■ **MATERIAL SUPPLIED**
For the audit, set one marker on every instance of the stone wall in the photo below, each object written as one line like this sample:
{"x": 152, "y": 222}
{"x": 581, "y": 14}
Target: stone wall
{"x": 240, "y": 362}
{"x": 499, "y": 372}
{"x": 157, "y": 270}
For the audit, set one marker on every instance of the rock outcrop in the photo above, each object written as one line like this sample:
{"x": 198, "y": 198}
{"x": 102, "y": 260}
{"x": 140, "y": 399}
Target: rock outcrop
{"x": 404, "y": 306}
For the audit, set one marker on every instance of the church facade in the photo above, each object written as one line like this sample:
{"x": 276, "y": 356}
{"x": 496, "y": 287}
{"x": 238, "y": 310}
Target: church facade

---

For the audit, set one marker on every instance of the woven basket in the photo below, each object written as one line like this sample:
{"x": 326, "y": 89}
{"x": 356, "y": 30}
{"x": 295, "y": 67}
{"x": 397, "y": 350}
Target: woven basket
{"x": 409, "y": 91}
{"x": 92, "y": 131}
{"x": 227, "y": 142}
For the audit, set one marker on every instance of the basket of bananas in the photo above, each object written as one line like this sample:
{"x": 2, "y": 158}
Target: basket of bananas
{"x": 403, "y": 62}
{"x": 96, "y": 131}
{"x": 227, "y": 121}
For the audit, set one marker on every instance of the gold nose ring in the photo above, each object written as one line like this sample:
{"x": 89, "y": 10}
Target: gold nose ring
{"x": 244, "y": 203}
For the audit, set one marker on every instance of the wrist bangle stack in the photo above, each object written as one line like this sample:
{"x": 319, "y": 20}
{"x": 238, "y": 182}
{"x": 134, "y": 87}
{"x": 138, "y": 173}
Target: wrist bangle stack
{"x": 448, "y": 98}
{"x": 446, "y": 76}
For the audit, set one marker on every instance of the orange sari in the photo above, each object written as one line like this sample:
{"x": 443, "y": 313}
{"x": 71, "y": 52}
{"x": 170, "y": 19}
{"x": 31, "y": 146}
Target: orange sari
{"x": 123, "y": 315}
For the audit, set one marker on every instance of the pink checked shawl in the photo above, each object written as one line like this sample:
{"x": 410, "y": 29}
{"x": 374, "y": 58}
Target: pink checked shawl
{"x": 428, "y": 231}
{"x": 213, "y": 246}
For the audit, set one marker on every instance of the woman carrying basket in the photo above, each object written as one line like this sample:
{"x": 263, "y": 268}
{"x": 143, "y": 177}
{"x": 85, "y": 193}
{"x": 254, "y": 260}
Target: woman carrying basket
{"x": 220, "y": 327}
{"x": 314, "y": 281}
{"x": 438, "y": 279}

■ **THE TASK**
Lines in the records that hold "sample" should be tallied, with the total given on its own.

■ **SOLUTION TO THIS TASK**
10